So it was certainly a motivator for the new model, of letting you say "here's the part of the binding I know and want to harden, here's the part I need to defer to context." Things are certainly in a better place now!

With that said...

...it's still important to remember that even with Ren-C's advancements: one must always be on the lookout to avoid magical thinking. Merely being able to mix and match parts--with all the parts maintaining the "pointers" you intended--does not guarantee semantic coherence when the parts weren't holistically designed to work together.

Hopefully I can have a screen-sharing session with you sometime, where we go over the current design of Query. We can of measure what the code generation approach is buying, and throw some hardballs at it to ask: "if it's being written in this style, what's it supposed to be enabling, and is it doing that?"

UPARSE has passed that vetting with flying colors, in part because it embraced existing parser-combinator art and extended it. I think QUERY can too...if we draw upon some established patterns from things like Linq or OSQuery, then look for what distinctly Rebol-ish advantages we can add in.

Location identification items
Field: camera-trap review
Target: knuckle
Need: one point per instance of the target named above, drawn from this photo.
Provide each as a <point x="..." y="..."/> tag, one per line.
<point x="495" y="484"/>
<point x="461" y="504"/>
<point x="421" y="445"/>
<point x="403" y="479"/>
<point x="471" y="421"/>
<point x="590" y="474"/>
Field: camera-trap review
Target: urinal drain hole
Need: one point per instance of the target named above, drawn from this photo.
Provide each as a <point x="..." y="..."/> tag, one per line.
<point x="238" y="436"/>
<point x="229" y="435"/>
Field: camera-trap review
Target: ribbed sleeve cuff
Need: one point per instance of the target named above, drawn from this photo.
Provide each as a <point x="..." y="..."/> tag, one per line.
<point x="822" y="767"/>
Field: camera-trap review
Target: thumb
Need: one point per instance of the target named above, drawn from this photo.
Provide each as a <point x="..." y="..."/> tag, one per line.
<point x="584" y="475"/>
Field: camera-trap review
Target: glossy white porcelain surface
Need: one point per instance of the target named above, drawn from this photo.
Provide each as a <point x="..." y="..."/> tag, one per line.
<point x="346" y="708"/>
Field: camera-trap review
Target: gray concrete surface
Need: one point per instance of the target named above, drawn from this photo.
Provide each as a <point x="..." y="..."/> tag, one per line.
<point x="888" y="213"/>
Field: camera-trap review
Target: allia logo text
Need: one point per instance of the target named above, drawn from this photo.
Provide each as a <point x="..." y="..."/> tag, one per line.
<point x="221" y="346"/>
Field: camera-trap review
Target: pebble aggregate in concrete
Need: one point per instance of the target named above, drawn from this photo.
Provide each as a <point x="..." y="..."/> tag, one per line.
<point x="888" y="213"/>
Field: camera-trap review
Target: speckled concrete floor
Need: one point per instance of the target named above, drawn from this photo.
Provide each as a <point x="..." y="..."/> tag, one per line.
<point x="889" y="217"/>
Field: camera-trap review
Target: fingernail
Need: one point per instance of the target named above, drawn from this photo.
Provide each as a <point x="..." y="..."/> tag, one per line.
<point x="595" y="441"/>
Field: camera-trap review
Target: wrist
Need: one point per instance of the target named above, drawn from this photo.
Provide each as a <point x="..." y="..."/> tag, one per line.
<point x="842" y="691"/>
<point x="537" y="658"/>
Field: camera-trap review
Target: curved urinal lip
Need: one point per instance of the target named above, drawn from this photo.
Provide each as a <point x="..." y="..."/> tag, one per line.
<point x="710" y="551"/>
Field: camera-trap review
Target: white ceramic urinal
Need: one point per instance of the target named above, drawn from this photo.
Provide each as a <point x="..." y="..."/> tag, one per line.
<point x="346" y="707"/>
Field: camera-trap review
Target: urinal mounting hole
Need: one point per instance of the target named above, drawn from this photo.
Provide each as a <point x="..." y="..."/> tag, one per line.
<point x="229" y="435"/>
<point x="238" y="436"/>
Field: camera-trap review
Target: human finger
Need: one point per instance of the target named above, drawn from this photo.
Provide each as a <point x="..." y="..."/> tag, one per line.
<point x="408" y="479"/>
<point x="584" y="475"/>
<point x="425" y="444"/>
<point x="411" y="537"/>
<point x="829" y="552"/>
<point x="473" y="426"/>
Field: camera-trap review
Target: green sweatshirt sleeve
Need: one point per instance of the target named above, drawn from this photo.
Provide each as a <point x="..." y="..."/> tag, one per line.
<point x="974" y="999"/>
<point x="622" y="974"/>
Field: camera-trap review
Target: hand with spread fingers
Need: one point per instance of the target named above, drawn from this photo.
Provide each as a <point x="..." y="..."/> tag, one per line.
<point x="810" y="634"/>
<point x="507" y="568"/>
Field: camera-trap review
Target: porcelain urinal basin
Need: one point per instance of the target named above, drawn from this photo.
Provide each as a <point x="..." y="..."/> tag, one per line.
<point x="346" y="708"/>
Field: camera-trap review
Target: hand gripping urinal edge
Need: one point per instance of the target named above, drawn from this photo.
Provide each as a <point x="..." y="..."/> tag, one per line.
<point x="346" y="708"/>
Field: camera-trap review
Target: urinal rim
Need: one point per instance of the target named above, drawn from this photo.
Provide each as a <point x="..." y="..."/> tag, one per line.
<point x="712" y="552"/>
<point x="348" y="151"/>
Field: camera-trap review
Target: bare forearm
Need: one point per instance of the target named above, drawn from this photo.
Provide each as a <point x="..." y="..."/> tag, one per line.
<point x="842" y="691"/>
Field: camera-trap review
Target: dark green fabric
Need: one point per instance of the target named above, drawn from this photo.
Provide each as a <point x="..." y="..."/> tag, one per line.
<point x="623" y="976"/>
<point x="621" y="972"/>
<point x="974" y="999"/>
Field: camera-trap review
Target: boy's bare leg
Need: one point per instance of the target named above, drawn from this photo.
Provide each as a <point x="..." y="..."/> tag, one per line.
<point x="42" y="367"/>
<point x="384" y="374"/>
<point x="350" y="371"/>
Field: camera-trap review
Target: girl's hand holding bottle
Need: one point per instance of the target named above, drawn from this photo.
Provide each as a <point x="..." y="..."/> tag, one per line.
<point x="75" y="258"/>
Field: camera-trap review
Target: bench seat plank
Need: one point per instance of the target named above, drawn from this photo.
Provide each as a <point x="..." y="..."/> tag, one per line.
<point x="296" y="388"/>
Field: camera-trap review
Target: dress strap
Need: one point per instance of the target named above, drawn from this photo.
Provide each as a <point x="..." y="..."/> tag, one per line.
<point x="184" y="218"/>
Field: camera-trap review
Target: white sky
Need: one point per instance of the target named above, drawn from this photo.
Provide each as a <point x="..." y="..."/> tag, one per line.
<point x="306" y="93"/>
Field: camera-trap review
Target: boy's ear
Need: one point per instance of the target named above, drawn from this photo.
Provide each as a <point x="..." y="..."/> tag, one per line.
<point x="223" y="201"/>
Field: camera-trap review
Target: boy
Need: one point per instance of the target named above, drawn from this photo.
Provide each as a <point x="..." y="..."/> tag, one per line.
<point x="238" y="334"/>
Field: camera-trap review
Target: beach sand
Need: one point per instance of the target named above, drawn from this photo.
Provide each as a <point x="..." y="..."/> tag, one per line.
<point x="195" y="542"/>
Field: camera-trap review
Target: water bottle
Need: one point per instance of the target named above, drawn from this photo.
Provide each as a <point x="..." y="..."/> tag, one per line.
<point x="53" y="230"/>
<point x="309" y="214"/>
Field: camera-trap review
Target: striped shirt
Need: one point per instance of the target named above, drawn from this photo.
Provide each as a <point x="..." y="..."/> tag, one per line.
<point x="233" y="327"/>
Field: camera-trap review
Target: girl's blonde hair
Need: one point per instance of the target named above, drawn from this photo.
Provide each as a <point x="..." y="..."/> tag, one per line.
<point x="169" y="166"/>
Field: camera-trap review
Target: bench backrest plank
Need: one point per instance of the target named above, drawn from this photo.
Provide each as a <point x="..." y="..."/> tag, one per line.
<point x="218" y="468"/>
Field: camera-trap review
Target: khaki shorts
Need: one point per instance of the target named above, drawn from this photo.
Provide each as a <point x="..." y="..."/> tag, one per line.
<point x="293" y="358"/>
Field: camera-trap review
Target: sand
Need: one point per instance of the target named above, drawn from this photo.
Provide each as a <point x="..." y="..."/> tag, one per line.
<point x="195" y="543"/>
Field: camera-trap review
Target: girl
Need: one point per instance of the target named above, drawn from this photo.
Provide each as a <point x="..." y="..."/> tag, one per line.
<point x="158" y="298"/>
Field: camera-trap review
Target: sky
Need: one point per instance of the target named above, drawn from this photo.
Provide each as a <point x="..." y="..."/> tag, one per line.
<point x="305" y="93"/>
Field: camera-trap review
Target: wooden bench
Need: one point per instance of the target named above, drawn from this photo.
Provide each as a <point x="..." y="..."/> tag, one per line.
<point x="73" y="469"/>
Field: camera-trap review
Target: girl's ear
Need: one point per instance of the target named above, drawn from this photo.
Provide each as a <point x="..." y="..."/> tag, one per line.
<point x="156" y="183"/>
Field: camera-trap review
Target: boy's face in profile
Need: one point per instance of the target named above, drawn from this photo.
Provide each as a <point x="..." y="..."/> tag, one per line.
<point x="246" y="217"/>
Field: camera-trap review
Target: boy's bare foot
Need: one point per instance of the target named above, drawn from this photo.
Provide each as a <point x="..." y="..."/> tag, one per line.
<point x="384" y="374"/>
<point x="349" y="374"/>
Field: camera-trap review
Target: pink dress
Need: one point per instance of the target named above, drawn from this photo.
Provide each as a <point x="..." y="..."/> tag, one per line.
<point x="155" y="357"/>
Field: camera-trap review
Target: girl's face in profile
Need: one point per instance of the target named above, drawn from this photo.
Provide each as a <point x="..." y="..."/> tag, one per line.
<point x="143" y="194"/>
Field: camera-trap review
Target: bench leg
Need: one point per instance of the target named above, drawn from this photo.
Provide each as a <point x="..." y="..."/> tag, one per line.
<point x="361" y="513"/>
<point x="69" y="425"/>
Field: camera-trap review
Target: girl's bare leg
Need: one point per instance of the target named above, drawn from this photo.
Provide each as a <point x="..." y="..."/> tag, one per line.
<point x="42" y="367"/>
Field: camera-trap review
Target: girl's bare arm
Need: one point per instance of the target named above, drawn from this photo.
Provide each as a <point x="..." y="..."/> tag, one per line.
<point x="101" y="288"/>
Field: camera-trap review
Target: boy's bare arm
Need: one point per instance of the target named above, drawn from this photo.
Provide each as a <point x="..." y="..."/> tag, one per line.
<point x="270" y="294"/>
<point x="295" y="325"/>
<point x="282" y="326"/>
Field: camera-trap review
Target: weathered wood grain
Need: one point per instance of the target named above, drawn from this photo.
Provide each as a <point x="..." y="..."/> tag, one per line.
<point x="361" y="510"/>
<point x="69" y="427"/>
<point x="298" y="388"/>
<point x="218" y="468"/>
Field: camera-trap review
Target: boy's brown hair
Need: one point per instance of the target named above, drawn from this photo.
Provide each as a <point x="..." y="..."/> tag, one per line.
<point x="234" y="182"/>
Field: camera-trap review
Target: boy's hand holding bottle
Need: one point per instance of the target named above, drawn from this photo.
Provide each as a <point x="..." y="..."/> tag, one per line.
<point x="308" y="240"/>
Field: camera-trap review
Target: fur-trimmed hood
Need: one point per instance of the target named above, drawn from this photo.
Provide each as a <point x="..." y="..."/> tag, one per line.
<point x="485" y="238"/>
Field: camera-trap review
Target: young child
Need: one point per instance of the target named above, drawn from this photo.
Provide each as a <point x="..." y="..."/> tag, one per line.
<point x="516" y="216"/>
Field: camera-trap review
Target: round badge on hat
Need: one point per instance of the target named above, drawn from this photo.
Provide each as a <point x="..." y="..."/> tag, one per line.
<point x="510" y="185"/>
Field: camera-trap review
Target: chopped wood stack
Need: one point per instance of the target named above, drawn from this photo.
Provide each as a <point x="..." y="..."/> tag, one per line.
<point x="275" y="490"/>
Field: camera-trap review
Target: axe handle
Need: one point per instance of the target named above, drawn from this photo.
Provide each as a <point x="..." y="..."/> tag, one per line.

__WORK TO COMPLETE__
Can you return the entire Ren-C post word for word? The records have nothing to do with the Ren-C post.

__EXPECTED ANSWER__
So it was certainly a motivator for the new model, of letting you say "here's the part of the binding I know and want to harden, here's the part I need to defer to context." Things are certainly in a better place now!

With that said...

...it's still important to remember that even with Ren-C's advancements: one must always be on the lookout to avoid magical thinking. Merely being able to mix and match parts--with all the parts maintaining the "pointers" you intended--does not guarantee semantic coherence when the parts weren't holistically designed to work together.

Hopefully I can have a screen-sharing session with you sometime, where we go over the current design of Query. We can of measure what the code generation approach is buying, and throw some hardballs at it to ask: "if it's being written in this style, what's it supposed to be enabling, and is it doing that?"

UPARSE has passed that vetting with flying colors, in part because it embraced existing parser-combinator art and extended it. I think QUERY can too...if we draw upon some established patterns from things like Linq or OSQuery, then look for what distinctly Rebol-ish advantages we can add in.